Work to complete: Extract the final stretch of the data: the line that contains "the front door" and every line after it, unaltered, and no other lines.

Information given:

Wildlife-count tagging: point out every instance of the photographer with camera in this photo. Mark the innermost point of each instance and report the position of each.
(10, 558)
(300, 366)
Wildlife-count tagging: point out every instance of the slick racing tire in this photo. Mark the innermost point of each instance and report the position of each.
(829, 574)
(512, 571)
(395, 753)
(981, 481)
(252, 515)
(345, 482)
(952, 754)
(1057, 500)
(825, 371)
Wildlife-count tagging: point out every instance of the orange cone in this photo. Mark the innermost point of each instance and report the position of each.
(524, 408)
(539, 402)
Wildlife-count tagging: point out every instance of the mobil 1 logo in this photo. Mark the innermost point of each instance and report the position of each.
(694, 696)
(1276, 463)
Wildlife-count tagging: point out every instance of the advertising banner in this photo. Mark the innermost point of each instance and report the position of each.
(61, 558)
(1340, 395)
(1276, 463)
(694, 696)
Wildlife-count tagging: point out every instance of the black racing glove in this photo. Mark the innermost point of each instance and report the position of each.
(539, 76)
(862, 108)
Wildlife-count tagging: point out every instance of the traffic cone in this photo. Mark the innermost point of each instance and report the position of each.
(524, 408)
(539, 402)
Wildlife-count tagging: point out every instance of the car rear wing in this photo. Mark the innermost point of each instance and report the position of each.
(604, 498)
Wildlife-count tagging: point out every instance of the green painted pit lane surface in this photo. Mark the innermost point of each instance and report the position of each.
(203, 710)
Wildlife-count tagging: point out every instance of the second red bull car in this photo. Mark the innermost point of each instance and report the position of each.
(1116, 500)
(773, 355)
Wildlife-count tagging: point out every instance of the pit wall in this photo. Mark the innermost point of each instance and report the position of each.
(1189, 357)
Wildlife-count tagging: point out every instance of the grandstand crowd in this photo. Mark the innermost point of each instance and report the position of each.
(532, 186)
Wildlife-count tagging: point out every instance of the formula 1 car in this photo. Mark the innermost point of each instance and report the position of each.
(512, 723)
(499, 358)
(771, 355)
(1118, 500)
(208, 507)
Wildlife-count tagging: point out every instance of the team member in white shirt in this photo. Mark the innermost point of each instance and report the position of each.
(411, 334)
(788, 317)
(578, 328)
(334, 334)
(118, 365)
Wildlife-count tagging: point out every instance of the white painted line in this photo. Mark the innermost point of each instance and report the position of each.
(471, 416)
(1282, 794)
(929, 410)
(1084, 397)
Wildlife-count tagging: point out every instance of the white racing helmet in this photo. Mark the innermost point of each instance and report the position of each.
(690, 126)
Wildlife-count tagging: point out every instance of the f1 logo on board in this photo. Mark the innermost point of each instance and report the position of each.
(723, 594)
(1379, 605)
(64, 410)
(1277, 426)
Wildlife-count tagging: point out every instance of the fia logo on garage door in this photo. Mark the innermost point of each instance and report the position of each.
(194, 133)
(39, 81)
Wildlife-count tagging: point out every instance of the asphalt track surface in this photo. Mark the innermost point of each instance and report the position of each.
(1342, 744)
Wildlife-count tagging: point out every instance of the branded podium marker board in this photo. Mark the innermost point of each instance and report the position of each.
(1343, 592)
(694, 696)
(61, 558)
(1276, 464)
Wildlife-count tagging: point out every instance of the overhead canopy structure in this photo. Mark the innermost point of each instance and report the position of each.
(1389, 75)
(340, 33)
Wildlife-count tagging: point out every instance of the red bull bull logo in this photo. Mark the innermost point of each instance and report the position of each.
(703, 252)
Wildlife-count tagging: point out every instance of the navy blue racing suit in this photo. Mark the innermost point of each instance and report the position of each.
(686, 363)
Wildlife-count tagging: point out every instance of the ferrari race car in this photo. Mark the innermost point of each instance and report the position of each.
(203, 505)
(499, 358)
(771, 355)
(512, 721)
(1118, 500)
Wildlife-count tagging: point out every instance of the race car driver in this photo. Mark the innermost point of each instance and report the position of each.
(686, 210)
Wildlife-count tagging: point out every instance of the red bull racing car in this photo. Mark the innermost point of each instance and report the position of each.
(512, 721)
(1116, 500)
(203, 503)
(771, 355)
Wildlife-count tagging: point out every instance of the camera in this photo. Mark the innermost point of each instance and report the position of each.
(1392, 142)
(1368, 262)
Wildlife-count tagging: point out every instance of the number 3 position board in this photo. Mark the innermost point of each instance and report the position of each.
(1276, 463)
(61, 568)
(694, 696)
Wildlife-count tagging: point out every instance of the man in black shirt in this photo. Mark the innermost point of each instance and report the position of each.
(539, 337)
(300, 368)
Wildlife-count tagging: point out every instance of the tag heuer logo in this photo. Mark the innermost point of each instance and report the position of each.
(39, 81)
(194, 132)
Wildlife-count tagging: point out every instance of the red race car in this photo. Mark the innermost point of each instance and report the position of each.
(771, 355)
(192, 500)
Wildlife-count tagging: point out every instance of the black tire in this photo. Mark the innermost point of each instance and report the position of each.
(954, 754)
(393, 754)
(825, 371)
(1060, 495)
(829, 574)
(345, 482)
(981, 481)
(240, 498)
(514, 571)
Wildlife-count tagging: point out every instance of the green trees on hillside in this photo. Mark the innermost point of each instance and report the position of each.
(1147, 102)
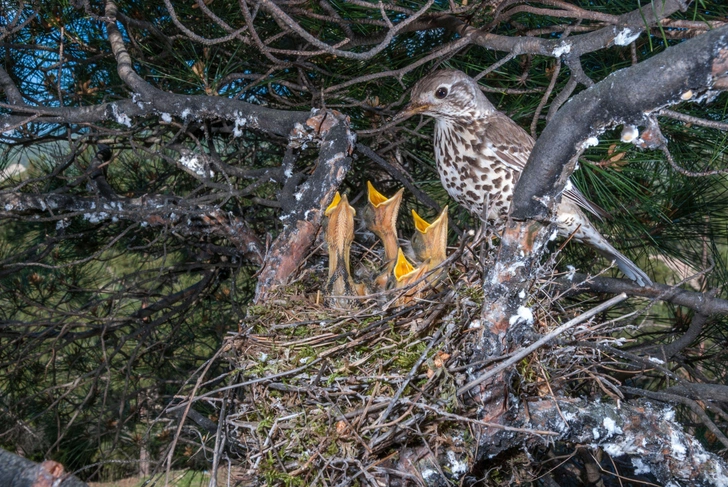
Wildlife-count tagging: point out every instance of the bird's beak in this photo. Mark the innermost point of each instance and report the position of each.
(430, 239)
(412, 109)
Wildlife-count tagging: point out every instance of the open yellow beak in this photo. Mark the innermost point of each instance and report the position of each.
(406, 274)
(380, 216)
(430, 239)
(339, 236)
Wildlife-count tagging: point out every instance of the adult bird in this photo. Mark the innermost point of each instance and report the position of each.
(480, 154)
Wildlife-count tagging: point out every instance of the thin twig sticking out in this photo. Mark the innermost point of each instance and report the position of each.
(530, 349)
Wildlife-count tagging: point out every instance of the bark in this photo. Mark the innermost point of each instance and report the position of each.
(304, 216)
(626, 96)
(17, 471)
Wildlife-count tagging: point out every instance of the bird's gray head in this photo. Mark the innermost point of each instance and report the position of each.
(448, 94)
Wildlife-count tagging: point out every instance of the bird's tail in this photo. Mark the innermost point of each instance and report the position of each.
(572, 222)
(627, 267)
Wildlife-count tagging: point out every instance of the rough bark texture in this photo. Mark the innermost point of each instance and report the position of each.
(624, 97)
(303, 221)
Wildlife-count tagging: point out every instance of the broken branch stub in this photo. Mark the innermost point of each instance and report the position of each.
(331, 130)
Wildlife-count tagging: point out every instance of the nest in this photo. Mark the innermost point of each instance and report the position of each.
(328, 395)
(331, 394)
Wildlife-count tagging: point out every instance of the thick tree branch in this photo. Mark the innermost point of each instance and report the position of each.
(623, 97)
(17, 471)
(303, 222)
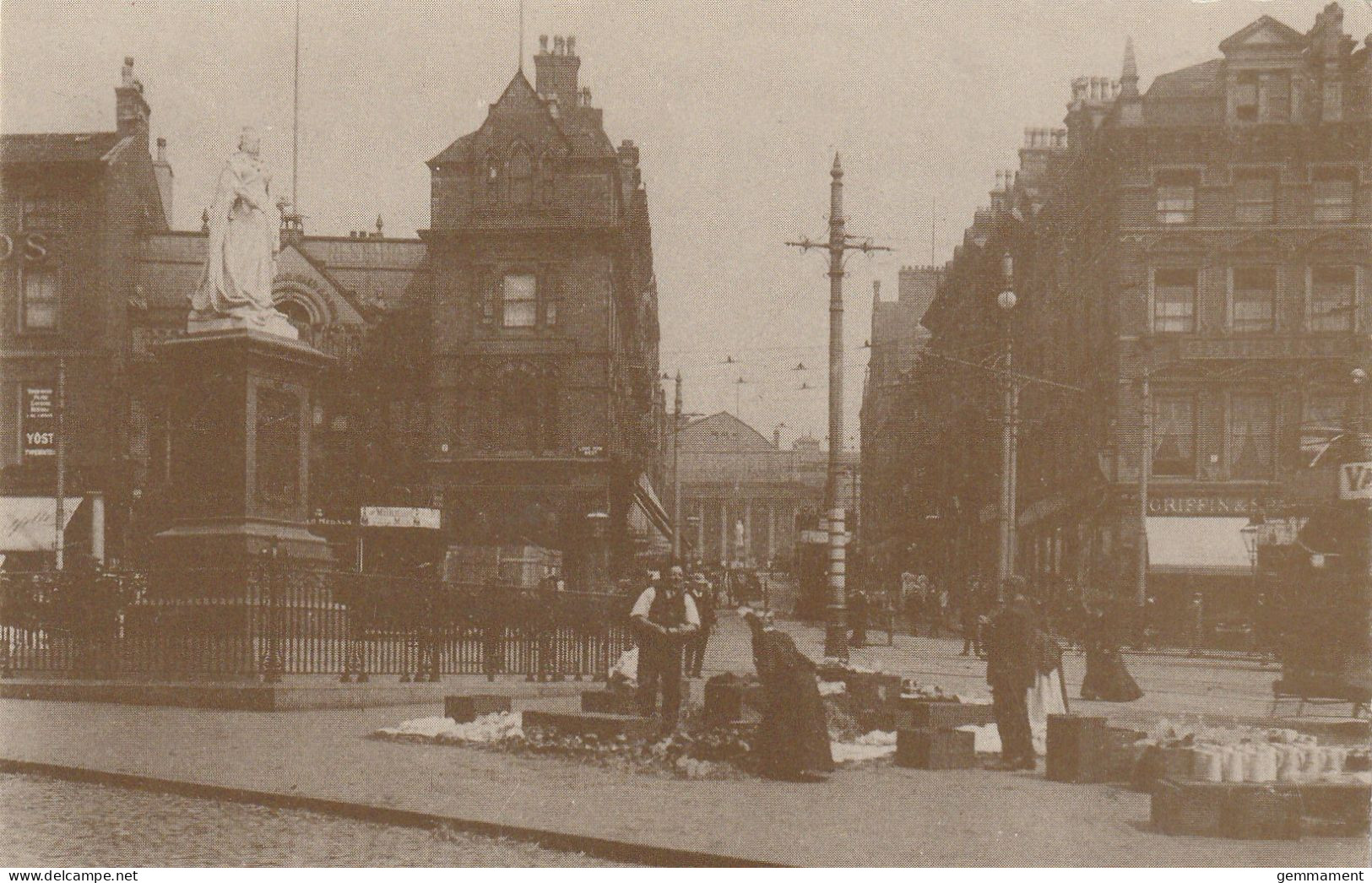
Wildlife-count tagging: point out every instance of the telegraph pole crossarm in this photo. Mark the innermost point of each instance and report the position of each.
(838, 244)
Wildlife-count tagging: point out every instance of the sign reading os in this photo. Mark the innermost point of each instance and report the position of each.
(29, 247)
(40, 434)
(399, 517)
(1356, 481)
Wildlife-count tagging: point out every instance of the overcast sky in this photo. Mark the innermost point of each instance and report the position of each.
(737, 107)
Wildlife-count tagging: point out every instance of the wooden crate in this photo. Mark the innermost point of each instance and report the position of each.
(1079, 749)
(1187, 806)
(1255, 812)
(731, 701)
(946, 715)
(925, 748)
(610, 702)
(604, 727)
(468, 707)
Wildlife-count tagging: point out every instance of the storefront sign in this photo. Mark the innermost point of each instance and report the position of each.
(29, 247)
(40, 424)
(401, 517)
(1356, 481)
(1262, 349)
(1207, 505)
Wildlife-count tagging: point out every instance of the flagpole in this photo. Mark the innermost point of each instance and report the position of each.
(296, 125)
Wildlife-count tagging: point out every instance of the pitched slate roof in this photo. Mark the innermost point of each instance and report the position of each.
(523, 111)
(1198, 81)
(1279, 32)
(57, 147)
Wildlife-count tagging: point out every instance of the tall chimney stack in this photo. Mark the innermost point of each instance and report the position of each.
(131, 109)
(162, 171)
(556, 72)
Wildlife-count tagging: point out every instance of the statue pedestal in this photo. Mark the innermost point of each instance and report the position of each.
(237, 549)
(241, 446)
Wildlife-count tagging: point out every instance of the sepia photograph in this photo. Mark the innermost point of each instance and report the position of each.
(621, 434)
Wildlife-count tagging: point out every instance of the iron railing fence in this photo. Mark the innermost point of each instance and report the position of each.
(278, 616)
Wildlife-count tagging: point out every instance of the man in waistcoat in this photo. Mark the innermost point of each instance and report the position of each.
(664, 616)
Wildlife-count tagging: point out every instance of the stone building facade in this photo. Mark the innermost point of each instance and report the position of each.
(74, 208)
(746, 498)
(1211, 233)
(501, 366)
(897, 340)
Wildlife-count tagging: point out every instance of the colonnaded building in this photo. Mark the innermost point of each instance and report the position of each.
(502, 366)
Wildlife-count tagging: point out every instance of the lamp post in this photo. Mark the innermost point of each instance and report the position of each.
(1009, 435)
(840, 243)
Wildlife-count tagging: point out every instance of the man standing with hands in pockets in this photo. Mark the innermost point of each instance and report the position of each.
(664, 616)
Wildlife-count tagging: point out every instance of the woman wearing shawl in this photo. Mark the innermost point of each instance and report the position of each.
(1108, 678)
(792, 739)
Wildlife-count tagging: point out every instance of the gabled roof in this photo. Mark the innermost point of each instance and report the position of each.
(519, 99)
(1264, 32)
(1190, 83)
(733, 428)
(58, 147)
(523, 111)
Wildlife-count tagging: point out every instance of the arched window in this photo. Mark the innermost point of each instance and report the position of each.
(522, 177)
(298, 314)
(491, 175)
(546, 176)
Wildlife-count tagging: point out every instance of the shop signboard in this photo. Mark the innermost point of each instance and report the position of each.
(1356, 480)
(40, 424)
(401, 517)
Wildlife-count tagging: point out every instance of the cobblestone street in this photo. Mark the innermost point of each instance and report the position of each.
(52, 823)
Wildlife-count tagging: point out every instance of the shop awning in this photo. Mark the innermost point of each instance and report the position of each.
(1201, 546)
(648, 517)
(29, 523)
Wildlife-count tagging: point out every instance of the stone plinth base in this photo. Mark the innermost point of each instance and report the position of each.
(604, 727)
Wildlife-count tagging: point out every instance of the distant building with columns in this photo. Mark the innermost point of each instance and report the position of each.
(744, 496)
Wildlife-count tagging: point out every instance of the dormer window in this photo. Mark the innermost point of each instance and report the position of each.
(1255, 193)
(1176, 197)
(546, 176)
(522, 177)
(1261, 96)
(519, 301)
(1246, 98)
(491, 175)
(1332, 195)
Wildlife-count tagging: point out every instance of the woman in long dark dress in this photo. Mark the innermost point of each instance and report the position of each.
(1108, 678)
(792, 739)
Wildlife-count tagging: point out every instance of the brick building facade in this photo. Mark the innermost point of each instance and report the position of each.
(746, 498)
(1212, 233)
(501, 366)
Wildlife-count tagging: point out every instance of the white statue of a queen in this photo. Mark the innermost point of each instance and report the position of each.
(241, 258)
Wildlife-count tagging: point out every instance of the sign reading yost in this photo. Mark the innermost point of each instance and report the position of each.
(40, 424)
(1356, 480)
(401, 517)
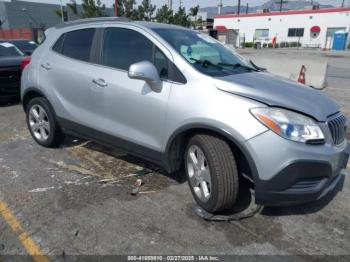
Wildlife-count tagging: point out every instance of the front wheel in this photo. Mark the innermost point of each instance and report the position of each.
(212, 173)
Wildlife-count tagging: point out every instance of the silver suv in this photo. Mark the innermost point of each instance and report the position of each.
(179, 98)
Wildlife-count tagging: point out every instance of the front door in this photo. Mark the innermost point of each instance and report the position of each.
(134, 113)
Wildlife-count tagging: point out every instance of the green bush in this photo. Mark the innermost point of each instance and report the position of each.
(248, 44)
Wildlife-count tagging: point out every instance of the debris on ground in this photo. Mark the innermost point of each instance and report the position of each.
(135, 190)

Worked solution:
Wildlife-count tagging: point out every instance of the front door in this photo. Mark the innermost point of each instance and report the position of each.
(134, 113)
Wildlife-count tagging: point out every instance of the green bush in this photo. Mark the innermost point of each instance and report the position of each.
(248, 44)
Wildlife-count tagging: point out every instance of the debris on ground in this photo. Mark the innermost point of each instance and report the position of each.
(135, 190)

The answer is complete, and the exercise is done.